**** Input ****
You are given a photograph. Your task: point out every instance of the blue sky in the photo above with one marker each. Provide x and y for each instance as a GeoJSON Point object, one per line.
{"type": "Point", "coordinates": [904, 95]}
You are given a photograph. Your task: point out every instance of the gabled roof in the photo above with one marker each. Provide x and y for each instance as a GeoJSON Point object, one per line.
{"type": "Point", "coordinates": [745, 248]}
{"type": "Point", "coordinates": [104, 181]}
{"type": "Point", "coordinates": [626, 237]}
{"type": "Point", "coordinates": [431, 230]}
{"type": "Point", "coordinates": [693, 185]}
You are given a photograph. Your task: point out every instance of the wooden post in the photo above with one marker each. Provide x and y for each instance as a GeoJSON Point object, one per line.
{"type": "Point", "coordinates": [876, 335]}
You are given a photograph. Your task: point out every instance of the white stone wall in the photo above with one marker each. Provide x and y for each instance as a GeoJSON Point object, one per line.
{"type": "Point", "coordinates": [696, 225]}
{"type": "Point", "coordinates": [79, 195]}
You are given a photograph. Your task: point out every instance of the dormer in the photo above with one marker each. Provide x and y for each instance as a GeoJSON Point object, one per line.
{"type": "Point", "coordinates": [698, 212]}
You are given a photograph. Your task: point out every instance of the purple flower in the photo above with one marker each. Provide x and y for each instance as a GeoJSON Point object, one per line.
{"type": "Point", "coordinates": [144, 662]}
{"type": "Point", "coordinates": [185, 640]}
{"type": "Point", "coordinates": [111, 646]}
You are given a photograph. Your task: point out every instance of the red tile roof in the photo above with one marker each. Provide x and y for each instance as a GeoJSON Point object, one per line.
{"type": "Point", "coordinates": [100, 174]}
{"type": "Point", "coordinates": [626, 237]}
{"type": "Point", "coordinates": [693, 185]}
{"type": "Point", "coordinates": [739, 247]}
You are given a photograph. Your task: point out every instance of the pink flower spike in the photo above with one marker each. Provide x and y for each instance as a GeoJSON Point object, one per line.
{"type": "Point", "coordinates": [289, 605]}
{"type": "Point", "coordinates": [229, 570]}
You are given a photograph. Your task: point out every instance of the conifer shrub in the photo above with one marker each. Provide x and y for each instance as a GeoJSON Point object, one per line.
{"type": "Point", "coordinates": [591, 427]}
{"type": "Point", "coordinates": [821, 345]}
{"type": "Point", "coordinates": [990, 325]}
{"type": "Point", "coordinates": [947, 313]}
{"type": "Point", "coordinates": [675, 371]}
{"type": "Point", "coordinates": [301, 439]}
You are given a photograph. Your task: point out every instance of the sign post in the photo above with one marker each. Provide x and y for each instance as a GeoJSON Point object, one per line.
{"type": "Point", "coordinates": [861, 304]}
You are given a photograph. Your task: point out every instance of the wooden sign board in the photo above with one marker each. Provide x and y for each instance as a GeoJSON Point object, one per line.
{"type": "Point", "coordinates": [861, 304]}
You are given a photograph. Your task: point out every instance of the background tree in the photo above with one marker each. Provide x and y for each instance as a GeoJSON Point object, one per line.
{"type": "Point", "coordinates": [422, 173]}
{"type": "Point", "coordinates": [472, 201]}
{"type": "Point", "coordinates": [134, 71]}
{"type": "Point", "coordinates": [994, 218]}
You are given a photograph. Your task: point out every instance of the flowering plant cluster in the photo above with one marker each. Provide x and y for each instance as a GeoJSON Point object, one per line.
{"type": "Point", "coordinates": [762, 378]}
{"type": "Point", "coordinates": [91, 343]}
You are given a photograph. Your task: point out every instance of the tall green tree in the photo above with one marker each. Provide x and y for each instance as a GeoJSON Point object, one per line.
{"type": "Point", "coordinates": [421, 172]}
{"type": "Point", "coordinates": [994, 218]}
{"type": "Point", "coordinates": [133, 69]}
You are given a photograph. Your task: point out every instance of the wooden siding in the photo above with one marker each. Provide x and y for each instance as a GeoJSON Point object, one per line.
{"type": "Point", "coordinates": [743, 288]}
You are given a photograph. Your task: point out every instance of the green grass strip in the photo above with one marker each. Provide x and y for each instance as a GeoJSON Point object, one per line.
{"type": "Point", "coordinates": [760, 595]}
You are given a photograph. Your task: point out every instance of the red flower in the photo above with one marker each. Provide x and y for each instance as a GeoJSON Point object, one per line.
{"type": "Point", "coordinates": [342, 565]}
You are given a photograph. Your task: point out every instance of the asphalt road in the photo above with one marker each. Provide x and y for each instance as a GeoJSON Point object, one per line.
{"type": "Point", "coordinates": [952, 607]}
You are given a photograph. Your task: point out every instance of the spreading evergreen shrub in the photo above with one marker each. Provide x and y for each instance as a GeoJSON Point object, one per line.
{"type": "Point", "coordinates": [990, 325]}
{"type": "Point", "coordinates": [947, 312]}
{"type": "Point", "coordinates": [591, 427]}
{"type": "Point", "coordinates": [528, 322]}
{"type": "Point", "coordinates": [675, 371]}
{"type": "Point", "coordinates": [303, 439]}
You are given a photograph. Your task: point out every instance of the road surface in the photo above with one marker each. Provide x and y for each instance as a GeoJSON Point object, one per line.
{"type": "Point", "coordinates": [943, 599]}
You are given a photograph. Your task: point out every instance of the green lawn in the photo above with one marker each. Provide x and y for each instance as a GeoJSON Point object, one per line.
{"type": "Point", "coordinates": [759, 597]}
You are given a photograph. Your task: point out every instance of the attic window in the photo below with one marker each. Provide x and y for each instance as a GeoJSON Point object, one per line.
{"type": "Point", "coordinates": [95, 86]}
****
■ Exercise description
Render every line of the records above as a Markdown table with the columns Row and Text, numbering each line in Row and leaving out blank lines.

■ Answer for this exercise
| Row | Text |
|---|---|
| 1 | You are given a photograph. Your task: point out every instance of the blue sky in the photo above with one marker each. Provide x and y for each instance as a GeoJSON Point object, one per line. |
| 2 | {"type": "Point", "coordinates": [904, 95]} |
| 3 | You are given a photograph. Your task: point out every instance of the gabled roof in the photo above with one marker each. Provide x and y for each instance as a GeoJSON Point object, one per line. |
| 4 | {"type": "Point", "coordinates": [745, 248]} |
| 5 | {"type": "Point", "coordinates": [104, 181]} |
| 6 | {"type": "Point", "coordinates": [626, 237]} |
| 7 | {"type": "Point", "coordinates": [431, 230]} |
| 8 | {"type": "Point", "coordinates": [693, 185]} |
| 9 | You are given a photograph. Your task: point out every instance of the wooden post in the photo above with one marker each. Provide x and y for each instance as a GeoJSON Point object, one per line. |
| 10 | {"type": "Point", "coordinates": [876, 335]} |
| 11 | You are given a photograph. Your task: point out every instance of the white stone wall in the photo above with one marker each. Provide x and y for each instance as a GeoJSON Point object, one per line. |
| 12 | {"type": "Point", "coordinates": [696, 225]} |
| 13 | {"type": "Point", "coordinates": [79, 195]} |
| 14 | You are given a photograph. Your task: point out every instance of the dormer in the photo above with one marker each. Provide x and y for each instance as a GeoJSON Point object, one per line. |
| 15 | {"type": "Point", "coordinates": [698, 212]} |
| 16 | You are given a photograph. Your task: point out every instance of the purple flower in the photo above with one marker each. Provide x and y for each instance as a GeoJSON Point object, one per line. |
| 17 | {"type": "Point", "coordinates": [144, 662]} |
| 18 | {"type": "Point", "coordinates": [185, 640]} |
| 19 | {"type": "Point", "coordinates": [111, 646]} |
| 20 | You are given a photograph. Your task: point out every instance of the red tile roof in the photo above with one marker each. Provide x and y for each instance as a GeoJSON Point object, one per line. |
| 21 | {"type": "Point", "coordinates": [100, 174]} |
| 22 | {"type": "Point", "coordinates": [626, 237]} |
| 23 | {"type": "Point", "coordinates": [693, 185]} |
| 24 | {"type": "Point", "coordinates": [739, 247]} |
| 25 | You are given a photograph. Your task: point out every instance of the pink flower spike in the photo above with one marker each. Provide x and y for each instance as a GeoJSON Point object, one per line. |
| 26 | {"type": "Point", "coordinates": [289, 605]} |
| 27 | {"type": "Point", "coordinates": [229, 570]} |
| 28 | You are given a photograph. Your task: point out every instance of the conifer shrub in the photo above with one marker each. Provide x and y for each instance as a GeoJSON Point object, one per line. |
| 29 | {"type": "Point", "coordinates": [591, 427]} |
| 30 | {"type": "Point", "coordinates": [821, 345]} |
| 31 | {"type": "Point", "coordinates": [990, 325]} |
| 32 | {"type": "Point", "coordinates": [947, 313]} |
| 33 | {"type": "Point", "coordinates": [675, 371]} |
| 34 | {"type": "Point", "coordinates": [301, 439]} |
| 35 | You are given a photograph. Your task: point out every instance of the sign post in the photo above with one marker each. Provide x and y for each instance as a GeoJSON Point object, one per line. |
| 36 | {"type": "Point", "coordinates": [861, 304]} |
| 37 | You are given a photograph. Your task: point out every instance of the wooden sign board in the photo above with one marker each. Provide x and y for each instance as a GeoJSON Point object, one per line. |
| 38 | {"type": "Point", "coordinates": [861, 304]} |
| 39 | You are given a photograph. Your task: point out every instance of the background tree in the photo above with one marker each. Provide x and y for each instance as a GeoJSON Point object, one per line. |
| 40 | {"type": "Point", "coordinates": [422, 173]} |
| 41 | {"type": "Point", "coordinates": [472, 201]} |
| 42 | {"type": "Point", "coordinates": [134, 71]} |
| 43 | {"type": "Point", "coordinates": [994, 218]} |
| 44 | You are given a photograph. Your task: point out every instance of the flowering plant cluster in the photo above with one marker each. Provide x and y for each instance as a GeoJSON Point object, one per line. |
| 45 | {"type": "Point", "coordinates": [762, 378]} |
| 46 | {"type": "Point", "coordinates": [91, 343]} |
| 47 | You are given a photograph. Your task: point out every instance of the tall green tree in the photo above with one marker each. Provide x and y for each instance as a GeoJSON Point object, one per line. |
| 48 | {"type": "Point", "coordinates": [421, 172]} |
| 49 | {"type": "Point", "coordinates": [994, 218]} |
| 50 | {"type": "Point", "coordinates": [133, 69]} |
| 51 | You are given a photograph. Your task: point out every instance of the wooden siding in the photo above with one marker each. Provide x and y for each instance as a GeoJSON Point object, one per line. |
| 52 | {"type": "Point", "coordinates": [743, 288]} |
| 53 | You are given a photograph. Your task: point out every instance of the green grass strip in the photo above with one marker each. Provide x and y for each instance as a GeoJSON Point object, one per line. |
| 54 | {"type": "Point", "coordinates": [760, 595]} |
| 55 | You are given a photograph. Your task: point out every instance of the red flower in the photo above with one marker each. Provide x and y for each instance as a GeoJSON Point object, one per line. |
| 56 | {"type": "Point", "coordinates": [342, 565]} |
| 57 | You are given a photograph. Your task: point out every instance of the asphalt road in the photo above with one marker each. Provide x and y for each instance as a GeoJSON Point object, one per line. |
| 58 | {"type": "Point", "coordinates": [952, 607]} |
| 59 | You are given a photograph. Your task: point out every instance of the spreading evergreen shrub in the photo above with one marker each. Provide x and y for each instance as a GeoJSON Point object, one per line. |
| 60 | {"type": "Point", "coordinates": [990, 325]} |
| 61 | {"type": "Point", "coordinates": [947, 312]} |
| 62 | {"type": "Point", "coordinates": [591, 427]} |
| 63 | {"type": "Point", "coordinates": [528, 322]} |
| 64 | {"type": "Point", "coordinates": [675, 371]} |
| 65 | {"type": "Point", "coordinates": [303, 439]} |
| 66 | You are given a photograph. Your task: point out every instance of the road surface in the photo above with one marker each. Provide x and y for each instance as a GeoJSON Point object, one per line. |
| 67 | {"type": "Point", "coordinates": [943, 599]} |
| 68 | You are given a photograph. Your task: point out every instance of the green lawn in the photo above with one marker each. Provide x and y for each instance as a GeoJSON Point object, one per line. |
| 69 | {"type": "Point", "coordinates": [759, 597]} |
| 70 | You are given a photograph. Your task: point out every instance of the attic window in the photo below with one marker each. Provide x and y for each instance as a GeoJSON Point object, one per line. |
| 71 | {"type": "Point", "coordinates": [95, 86]} |